Top of DATA LISTING
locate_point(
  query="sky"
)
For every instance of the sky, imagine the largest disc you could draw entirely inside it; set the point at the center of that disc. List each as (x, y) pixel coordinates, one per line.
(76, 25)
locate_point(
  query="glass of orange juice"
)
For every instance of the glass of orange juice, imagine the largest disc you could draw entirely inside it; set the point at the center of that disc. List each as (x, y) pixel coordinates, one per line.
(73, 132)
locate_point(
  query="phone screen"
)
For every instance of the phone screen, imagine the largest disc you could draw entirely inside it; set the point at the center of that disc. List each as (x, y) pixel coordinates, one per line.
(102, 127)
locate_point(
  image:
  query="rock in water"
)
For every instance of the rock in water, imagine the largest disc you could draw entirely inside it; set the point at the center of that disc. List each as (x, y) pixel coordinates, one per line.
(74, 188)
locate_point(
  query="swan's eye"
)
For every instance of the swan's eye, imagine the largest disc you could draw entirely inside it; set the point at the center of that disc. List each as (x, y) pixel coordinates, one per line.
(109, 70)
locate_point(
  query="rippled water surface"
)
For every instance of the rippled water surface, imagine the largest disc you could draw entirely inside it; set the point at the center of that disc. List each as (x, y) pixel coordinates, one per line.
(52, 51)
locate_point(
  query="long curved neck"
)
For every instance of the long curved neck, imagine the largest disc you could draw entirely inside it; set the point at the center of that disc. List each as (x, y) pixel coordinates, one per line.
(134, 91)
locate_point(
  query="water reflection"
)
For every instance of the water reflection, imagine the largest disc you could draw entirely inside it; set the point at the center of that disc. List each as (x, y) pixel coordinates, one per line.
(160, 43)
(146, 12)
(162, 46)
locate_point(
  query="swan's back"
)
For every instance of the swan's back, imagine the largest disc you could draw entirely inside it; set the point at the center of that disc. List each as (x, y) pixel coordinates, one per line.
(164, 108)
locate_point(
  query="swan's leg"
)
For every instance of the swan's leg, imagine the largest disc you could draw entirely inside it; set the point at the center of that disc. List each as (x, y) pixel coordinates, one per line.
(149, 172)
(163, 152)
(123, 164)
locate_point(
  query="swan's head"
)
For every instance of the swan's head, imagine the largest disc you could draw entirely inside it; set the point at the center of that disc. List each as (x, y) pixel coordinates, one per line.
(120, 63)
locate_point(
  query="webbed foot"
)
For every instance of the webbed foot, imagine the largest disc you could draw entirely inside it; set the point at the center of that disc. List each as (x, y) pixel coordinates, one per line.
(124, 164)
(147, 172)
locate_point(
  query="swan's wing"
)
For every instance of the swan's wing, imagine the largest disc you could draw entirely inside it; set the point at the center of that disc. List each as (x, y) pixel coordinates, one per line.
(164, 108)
Bottom of DATA LISTING
» WORK TO BE COMPLETED
A full, exact copy of the entries is the required answer.

» EXERCISE ANSWER
locate_point(
  query="sky"
)
For every instance of the sky, imagine the largest disc you could draw entirely inside it; set the point at the center of that disc. List each as (x, y) pixel coordinates, one per line.
(76, 25)
locate_point(
  query="glass of orange juice"
)
For every instance of the glass of orange juice, imagine the largest disc you could draw entirely inside it; set the point at the center of that disc. List each as (x, y) pixel coordinates, one per line.
(73, 132)
locate_point(
  query="phone screen"
)
For every instance of the phone screen, imagine the largest disc you could draw entirely inside it; set the point at the center of that disc. List each as (x, y) pixel coordinates, one per line.
(102, 127)
locate_point(
  image:
  query="rock in water"
)
For every instance of the rock in water, imagine the largest disc you could draw entirely inside it; set the point at the center of that disc. List each as (x, y) pixel coordinates, one per line.
(74, 188)
locate_point(
  query="swan's eye"
)
For every instance of the swan's eye, imagine the largest disc you could draw entirely inside it; set the point at the center of that disc. List each as (x, y) pixel coordinates, one per line.
(109, 70)
locate_point(
  query="rippled water surface"
)
For every instance of the rippled water surface, imagine the largest disc you could draw entirely inside it; set the point at the center of that disc. List each as (x, y) pixel coordinates, one per line.
(52, 51)
locate_point(
  query="long curved neck"
)
For every instance of the long curved neck, imagine the largest disc you could draw entirely inside it; set the point at the center of that disc. List each as (x, y) pixel coordinates, one per line.
(134, 91)
locate_point(
  query="water reflection"
)
For every instance of the water reflection, imagine the largest disc you could draw entirely inside it; set the point at the center of that disc. List each as (x, y) pixel coordinates, one per line.
(160, 43)
(146, 12)
(162, 46)
locate_point(
  query="swan's back"
)
For every instance of the swan's back, imagine the largest disc you could draw entirely inside it; set the point at the center of that disc. List each as (x, y) pixel coordinates, one per line.
(164, 108)
locate_point(
  query="swan's leg"
)
For every instance of the swan's leg, imagine the largest disc you could draw entirely inside it; set the point at the center of that disc. List each as (x, y) pixel coordinates, one per line.
(149, 172)
(163, 152)
(123, 164)
locate_point(
  query="swan's head"
)
For every instance of the swan's head, imagine the largest disc you could draw entirely inside it; set the point at the center of that disc. List each as (x, y) pixel coordinates, one per line.
(120, 63)
locate_point(
  query="webbed foot"
)
For every instance of the webbed foot, imagine the largest disc you could draw entirely inside it; set the point at the center of that disc. List each as (x, y) pixel coordinates, one per line.
(124, 164)
(147, 172)
locate_point(
  query="swan's wing"
)
For every instance of the swan's wing, imagine the largest disc you could draw entirely inside it; set the point at the center of that disc. List each as (x, y) pixel coordinates, one per line.
(164, 108)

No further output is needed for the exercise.